### TASK DIRECTIONS
Copies of all lines containing the string "grille" are needed from the data below.

### MATERIALS PROVIDED
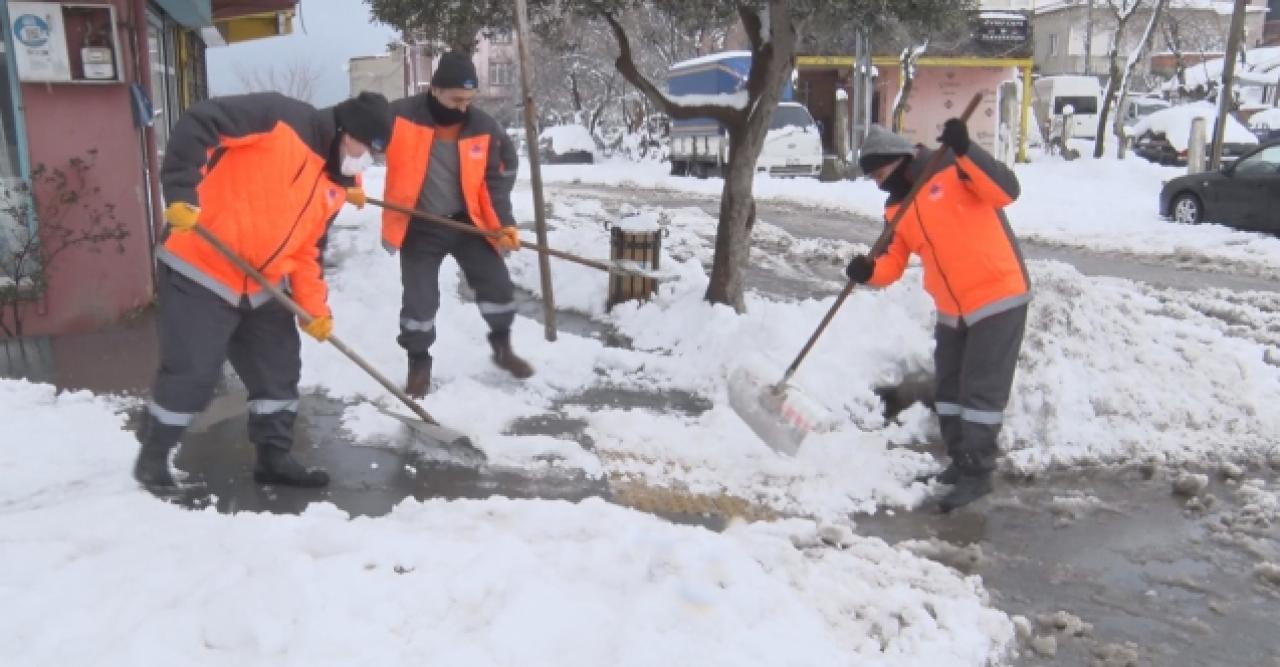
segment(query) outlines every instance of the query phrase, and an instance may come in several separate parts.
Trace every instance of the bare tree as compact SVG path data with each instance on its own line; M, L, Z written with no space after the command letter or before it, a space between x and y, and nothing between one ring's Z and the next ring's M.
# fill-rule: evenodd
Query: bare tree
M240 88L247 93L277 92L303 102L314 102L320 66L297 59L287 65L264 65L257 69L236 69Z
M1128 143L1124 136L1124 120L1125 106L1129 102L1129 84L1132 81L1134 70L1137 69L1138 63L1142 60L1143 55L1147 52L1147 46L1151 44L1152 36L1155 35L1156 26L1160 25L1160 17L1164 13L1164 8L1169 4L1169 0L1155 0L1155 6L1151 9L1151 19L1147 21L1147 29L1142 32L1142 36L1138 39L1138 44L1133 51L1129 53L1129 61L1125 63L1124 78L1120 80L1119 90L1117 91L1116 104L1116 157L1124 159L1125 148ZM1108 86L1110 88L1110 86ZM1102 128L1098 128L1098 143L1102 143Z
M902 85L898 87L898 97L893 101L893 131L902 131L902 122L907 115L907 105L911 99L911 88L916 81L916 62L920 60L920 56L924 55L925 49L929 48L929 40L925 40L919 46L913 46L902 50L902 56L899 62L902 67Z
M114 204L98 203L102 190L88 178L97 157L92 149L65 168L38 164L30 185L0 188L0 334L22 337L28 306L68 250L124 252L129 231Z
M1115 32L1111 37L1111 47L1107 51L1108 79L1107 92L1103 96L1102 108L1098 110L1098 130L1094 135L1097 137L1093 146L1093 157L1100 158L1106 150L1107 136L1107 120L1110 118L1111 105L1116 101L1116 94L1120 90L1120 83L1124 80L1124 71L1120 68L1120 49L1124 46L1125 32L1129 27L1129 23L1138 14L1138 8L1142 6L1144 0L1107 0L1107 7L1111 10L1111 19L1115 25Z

* * *

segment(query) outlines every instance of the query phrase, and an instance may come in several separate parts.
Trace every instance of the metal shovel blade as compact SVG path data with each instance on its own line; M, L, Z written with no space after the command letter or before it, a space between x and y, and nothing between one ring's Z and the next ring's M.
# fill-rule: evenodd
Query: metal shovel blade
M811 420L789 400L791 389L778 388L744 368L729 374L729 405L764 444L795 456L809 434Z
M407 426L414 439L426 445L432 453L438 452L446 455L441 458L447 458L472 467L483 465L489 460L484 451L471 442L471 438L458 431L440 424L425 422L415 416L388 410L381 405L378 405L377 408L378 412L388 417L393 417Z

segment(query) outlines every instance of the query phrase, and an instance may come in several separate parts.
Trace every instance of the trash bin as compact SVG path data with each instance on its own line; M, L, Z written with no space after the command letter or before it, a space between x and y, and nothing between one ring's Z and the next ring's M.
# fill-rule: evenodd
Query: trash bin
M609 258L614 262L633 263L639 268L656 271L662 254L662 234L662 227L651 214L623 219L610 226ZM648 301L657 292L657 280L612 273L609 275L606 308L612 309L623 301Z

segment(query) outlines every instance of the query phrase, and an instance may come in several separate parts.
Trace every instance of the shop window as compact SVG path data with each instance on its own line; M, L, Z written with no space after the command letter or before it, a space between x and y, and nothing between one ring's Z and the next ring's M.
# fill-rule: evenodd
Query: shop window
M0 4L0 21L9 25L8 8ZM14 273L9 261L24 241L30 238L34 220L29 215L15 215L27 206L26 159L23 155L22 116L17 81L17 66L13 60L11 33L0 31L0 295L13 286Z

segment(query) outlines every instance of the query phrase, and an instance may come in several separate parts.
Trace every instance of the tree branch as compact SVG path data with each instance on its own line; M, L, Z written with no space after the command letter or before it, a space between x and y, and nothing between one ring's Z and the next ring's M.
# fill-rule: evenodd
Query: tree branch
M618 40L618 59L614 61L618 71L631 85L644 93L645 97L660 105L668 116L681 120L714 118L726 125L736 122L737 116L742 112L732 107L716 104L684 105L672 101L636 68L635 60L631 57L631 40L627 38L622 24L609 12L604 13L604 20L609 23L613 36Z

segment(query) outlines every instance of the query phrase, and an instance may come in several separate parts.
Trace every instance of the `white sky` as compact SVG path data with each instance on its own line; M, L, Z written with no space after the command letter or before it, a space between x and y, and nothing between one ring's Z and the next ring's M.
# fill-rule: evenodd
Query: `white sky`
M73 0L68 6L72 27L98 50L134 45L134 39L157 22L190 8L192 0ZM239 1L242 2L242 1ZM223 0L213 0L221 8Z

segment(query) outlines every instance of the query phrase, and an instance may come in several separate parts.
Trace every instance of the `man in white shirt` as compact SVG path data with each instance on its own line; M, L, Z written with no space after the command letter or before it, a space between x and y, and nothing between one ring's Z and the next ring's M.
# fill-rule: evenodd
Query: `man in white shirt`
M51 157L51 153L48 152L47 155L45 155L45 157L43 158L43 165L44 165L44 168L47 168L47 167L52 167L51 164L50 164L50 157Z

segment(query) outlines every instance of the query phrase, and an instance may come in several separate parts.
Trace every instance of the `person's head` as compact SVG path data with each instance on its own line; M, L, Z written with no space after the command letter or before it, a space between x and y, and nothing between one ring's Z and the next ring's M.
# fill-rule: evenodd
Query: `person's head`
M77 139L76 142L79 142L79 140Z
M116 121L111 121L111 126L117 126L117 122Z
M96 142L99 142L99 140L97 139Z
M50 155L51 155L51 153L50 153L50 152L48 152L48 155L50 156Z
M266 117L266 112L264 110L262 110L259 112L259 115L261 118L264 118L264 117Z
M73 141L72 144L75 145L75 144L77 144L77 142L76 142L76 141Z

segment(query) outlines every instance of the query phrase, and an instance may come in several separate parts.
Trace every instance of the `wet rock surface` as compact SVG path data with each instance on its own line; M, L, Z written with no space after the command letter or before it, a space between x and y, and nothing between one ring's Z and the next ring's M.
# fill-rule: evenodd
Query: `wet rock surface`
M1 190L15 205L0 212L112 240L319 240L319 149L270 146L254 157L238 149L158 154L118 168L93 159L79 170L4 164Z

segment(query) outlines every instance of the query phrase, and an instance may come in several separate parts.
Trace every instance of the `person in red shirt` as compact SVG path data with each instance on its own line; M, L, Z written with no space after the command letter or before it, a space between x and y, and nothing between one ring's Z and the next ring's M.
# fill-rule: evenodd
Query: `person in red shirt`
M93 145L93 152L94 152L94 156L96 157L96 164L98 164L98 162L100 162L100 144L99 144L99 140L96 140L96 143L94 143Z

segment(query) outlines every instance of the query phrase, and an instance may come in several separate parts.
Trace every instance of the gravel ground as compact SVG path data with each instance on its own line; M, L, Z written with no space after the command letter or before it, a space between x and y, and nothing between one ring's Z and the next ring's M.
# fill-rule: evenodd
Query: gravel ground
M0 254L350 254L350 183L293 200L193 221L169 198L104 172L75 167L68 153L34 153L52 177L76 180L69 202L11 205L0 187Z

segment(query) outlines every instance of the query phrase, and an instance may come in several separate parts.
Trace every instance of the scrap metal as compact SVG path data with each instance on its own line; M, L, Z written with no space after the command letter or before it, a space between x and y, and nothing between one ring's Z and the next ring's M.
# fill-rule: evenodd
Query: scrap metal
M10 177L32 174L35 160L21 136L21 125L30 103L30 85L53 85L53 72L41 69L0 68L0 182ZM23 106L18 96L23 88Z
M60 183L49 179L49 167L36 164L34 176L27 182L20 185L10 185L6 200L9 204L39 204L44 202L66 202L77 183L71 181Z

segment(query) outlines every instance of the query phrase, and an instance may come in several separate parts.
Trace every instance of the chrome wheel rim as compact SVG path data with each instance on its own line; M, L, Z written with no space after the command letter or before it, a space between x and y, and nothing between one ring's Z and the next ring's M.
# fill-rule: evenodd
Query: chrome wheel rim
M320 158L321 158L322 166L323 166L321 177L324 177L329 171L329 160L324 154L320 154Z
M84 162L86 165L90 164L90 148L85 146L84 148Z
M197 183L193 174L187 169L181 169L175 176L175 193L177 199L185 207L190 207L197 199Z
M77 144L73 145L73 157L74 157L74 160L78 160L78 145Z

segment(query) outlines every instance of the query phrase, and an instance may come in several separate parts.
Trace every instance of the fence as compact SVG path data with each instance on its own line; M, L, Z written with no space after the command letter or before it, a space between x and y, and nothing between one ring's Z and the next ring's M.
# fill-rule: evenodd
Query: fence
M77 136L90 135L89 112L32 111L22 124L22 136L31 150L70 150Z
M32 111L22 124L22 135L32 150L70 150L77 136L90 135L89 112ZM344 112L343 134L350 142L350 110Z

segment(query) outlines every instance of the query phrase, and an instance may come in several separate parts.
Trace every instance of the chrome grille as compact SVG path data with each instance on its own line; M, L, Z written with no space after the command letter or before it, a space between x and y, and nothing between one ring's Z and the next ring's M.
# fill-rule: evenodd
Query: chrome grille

---

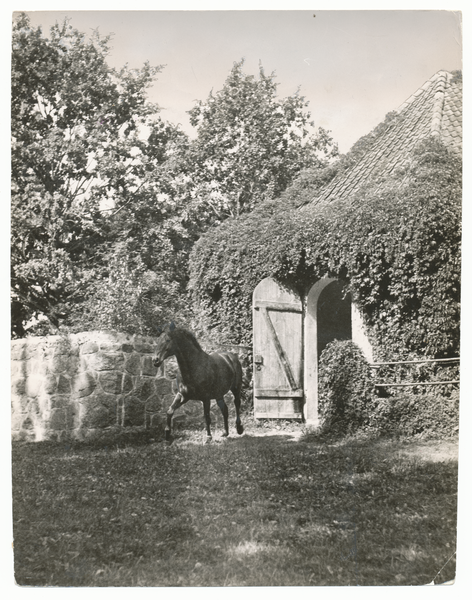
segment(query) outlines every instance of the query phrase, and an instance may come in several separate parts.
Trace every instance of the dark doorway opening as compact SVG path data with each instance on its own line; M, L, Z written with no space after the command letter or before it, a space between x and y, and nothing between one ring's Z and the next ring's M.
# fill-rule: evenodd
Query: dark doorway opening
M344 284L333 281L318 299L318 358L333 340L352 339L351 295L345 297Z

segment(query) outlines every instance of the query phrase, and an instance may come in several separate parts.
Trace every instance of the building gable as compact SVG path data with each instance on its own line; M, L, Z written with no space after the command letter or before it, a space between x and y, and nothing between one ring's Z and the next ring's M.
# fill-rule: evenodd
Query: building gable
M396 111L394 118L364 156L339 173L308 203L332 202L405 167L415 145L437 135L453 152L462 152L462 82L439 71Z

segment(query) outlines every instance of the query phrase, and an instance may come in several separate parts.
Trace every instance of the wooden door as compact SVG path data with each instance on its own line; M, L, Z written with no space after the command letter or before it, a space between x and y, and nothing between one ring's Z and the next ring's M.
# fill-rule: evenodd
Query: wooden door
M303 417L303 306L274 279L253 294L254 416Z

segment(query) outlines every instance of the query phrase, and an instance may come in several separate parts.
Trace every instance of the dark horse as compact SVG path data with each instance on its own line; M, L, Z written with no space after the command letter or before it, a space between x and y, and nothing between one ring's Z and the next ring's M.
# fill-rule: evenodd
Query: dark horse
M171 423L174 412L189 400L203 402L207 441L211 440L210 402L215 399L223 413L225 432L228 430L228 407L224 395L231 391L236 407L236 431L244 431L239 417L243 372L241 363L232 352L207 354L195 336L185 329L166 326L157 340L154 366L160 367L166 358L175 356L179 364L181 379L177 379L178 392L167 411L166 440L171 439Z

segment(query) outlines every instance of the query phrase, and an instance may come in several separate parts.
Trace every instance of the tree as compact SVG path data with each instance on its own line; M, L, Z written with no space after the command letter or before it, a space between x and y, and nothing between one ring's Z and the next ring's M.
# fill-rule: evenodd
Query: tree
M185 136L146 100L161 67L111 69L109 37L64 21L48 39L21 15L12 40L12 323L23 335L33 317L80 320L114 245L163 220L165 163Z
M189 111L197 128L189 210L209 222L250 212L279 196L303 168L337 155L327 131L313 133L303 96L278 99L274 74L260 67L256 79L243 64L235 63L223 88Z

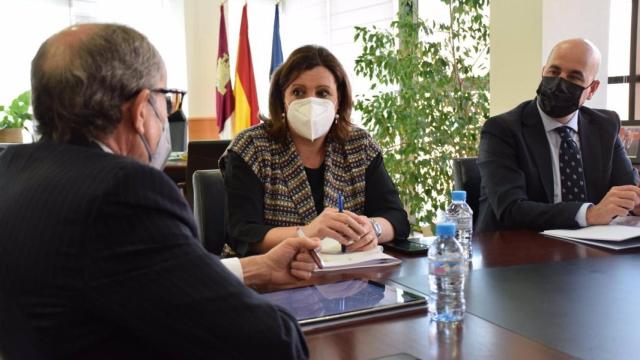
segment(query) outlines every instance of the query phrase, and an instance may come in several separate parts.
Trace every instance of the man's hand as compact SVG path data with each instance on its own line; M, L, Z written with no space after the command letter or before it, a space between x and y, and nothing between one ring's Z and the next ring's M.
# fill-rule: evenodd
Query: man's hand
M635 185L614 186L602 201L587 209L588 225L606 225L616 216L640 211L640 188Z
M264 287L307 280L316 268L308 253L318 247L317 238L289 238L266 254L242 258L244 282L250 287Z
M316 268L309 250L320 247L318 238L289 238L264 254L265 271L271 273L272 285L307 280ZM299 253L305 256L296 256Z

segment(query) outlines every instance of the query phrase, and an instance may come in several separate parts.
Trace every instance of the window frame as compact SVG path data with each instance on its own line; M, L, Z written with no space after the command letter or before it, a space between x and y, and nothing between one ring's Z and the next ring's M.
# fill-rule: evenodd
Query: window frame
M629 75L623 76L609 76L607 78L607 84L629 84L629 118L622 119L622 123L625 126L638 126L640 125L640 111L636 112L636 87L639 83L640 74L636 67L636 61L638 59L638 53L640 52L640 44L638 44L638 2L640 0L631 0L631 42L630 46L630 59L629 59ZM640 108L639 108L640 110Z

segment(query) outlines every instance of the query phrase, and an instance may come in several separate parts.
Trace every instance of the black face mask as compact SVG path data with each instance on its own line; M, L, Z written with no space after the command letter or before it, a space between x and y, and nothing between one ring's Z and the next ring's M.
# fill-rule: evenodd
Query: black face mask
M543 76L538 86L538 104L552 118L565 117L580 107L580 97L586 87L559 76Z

### EXERCISE ANSWER
Trace every instance of the chrome grille as compact SVG path data with each instance on its own line; M, L, Z written with no space after the command letter or before it, a space between x and y, and nothing between one ring's Z and the next ring's M.
Query: chrome grille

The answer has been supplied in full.